*Directions:*
1. In the text on respecting resources, which resource is treated as abundant by default?
2. Extend the text on respecting resources, beginning after its last sentence.
--- Provided passage Enclosed Below ---
Respecting resources

Agentic SDLC assumes humans own intent and agents amplify execution under policy. That policy must account for finite resources: cloud and IDE tokens, human review capacity, premium model budget, and the practical limits…

Why this matters

Agentic SDLC assumes humans own intent and agents amplify execution under policy. That policy must account for finite resources: cloud and IDE tokens, human review capacity, premium model budget, and the practical limits of local-first compute (for example a ~4GB local model profile).

Teams that ignore resource economics get fast-looking automation with review bottlenecks, token burn, and fragile unattended runs. Forge treats bounded execution as a first-class design choice—not an afterthought.

What is scarce vs abundant

Respecting resources: scarce versus abundant, and the routing order deterministic, local, decompose, escalate

Protect the scarce (tokens, review, premium budget) by spending the abundant (time, deterministic checks, local calls). The router picks the cheapest tier that clears the bar. See it end-to-end in the worked examples.

Resource Default stance Practical lever
Cloud / IDE tokens Scarce Cheapest tier that clears the quality bar; decompose before escalate
Human review and attention Scarce Smaller autonomous units (autonomy ladder); Assay Gate; explicit merge approval
Premium model budget Scarce ROI-gated escalation; strategy passes only when task size amortizes cost
Wall-clock time Abundant (default) Iterate, repair, decompose—spend time before spending tokens
Deterministic checks Cheap Scripts, CI, freeze gates—prefer when a rule exists

Guiding principle: maximize deterministic work and cheap local calls; decompose rather than pay; escalate to a larger model or a human only when value justifies it.

Operating rules

  1. Deterministic-first — If a template, script, or CI check can settle the task, do not invoke an LLM.
  2. Cheapest tier that clears the bar — Classify the task (domain, size, value); route to deterministic → local → decompose → escalate in that order.
  3. Decompose before escalate — When local quality is marginal, split into smaller units that fit local capability instead of paying for cloud reasoning immediately.
  4. Bounded loops — Cap retries, decomposition depth, context budget, and per-run local calls; refuse to spend past the ceiling and escalate instead.
  5. Architecture and security always escalate — Required quality is set high for these task classes regardless of local model cards.
--- End of Enclosed Provided passage ---
--- Available data Enclosed Below ---
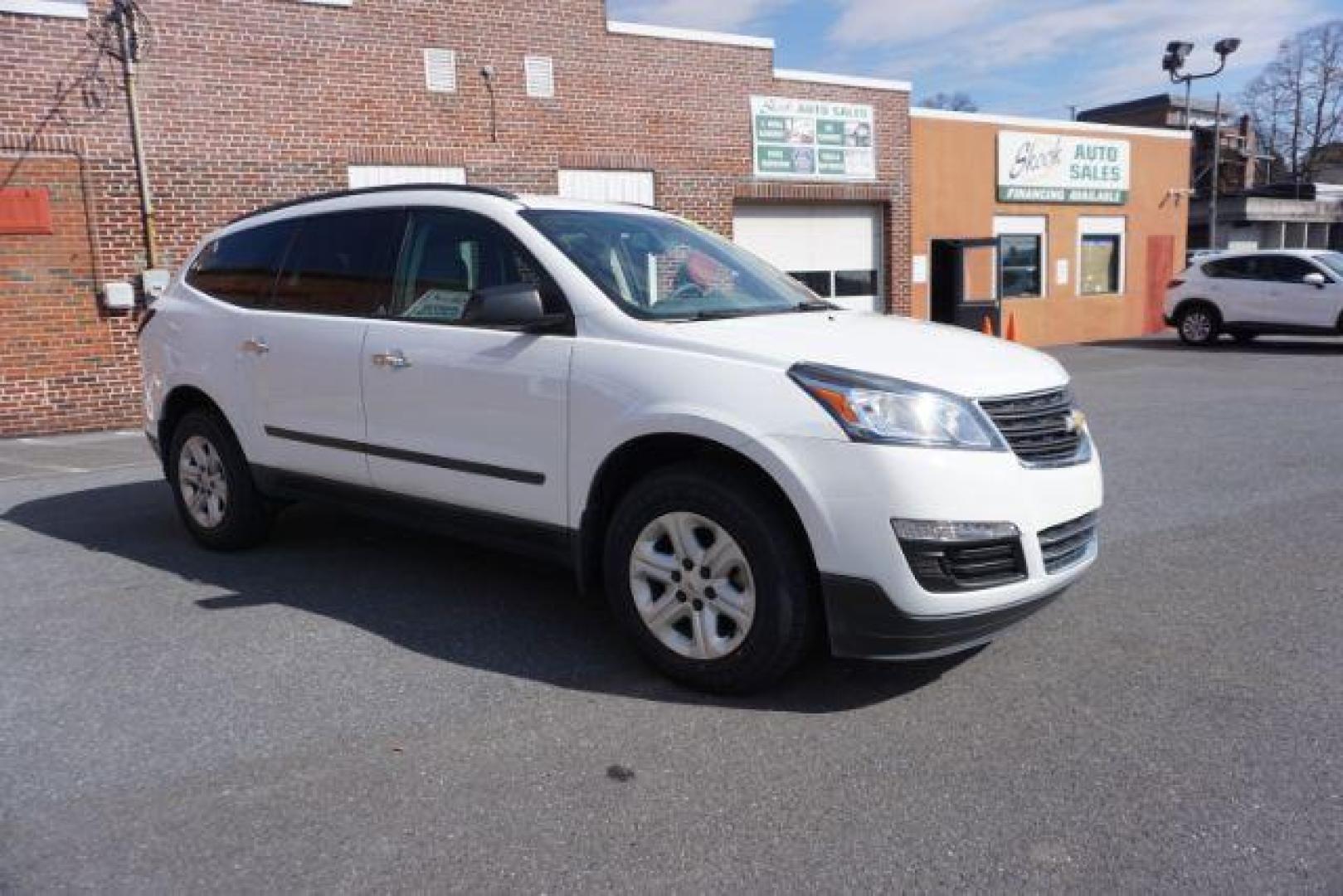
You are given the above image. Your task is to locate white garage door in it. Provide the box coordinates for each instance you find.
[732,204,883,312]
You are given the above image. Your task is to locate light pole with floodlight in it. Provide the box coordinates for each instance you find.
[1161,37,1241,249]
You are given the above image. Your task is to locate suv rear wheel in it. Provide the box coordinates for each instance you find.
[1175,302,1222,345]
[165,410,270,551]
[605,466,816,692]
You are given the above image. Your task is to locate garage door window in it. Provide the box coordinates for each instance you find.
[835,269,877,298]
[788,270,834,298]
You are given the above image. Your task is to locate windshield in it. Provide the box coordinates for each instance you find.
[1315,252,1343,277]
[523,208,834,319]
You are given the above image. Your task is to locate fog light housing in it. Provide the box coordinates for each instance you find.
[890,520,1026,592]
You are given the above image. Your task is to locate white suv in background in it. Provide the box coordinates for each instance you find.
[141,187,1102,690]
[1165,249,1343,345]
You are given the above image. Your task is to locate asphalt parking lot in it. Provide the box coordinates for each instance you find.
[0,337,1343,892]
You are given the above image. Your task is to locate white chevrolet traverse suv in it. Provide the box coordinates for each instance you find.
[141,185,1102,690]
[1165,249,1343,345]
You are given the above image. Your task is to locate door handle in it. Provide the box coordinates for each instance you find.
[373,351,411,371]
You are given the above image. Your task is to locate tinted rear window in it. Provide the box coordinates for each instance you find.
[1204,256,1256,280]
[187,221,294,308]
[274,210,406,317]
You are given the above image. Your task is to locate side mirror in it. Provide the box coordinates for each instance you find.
--- End of Enclosed Available data ---
*Responses:*
1. Wall-clock time.

2.
  6. Track escalation rate — A rising rate signals weak scaffolds or mis-sized autonomy; improve capability cards and gates over time.

Resource types in practice

Type Where it shows up Forge alignment
Tokens (Cursor / cloud) IDE context, subagents, API calls Cost-aware planning and model tiering for interactive work
Compute (local ~4GB profile) Ollama / Granite / small local workers Strong on XS/S clear/complicated edits; weak on planning and architecture—see Autonomy levels
Human gates Merge, Assay Gate, approval requests Forge ceremonies; Lenses agentic bridge
Evidence (CI) Tests, acceptance criteria, risks reviewed forge/forge.config.yaml core evidence; proof reports from governed runs

Interactive planning vs autonomous execution

Mode Audience Primary doc
Interactive (Cursor) Human in the loop each turn Cost-aware planning and model tiering — t-shirt triage, model tiering, plan structure
Autonomous / bounded loops Unattended or PDCA campaigns This page + Autonomy levels — ladder, gates, local-first routing

Cost-aware rules shape how you plan in the IDE. Respecting resources shapes how much change an autonomous run may attempt and when it must stop and ask a human.

Autonomy ladder (overview)

Autonomy is not binary. Forge defines a testable L0–L8 ladder: each level names the unit of autonomous delivery, what architecture or contracts stay fixed, and where humans gate.

At a glance: L0 is suggestions only; L1 is a single function or small contract-bound change; L2 is a multi-file change-set without rearchitecture; L3 is an end-to-end use-case slice inside one existing app. Higher levels add scope and gates.

Full table, enforcement, and PoC notes: Autonomy levels.

Reference implementation: Forge Dark Factory (PoC)

Forge Dark Factory is a governed, sequential, local-first autonomous coding loop (PoC). It implements deterministic classify → route → context → plan → draft → apply → verify → repair → proof → dual-wiki trace → escalate, with an L1 target today and foundation for L2–L3.

The PoC repo is not a published product surface; the ladder and resource rules in this handbook are methodology whether or not you run Dark Factory. Operators adopting Platform workcells or LCDL patch execution can use the same gates and honesty about local model limits.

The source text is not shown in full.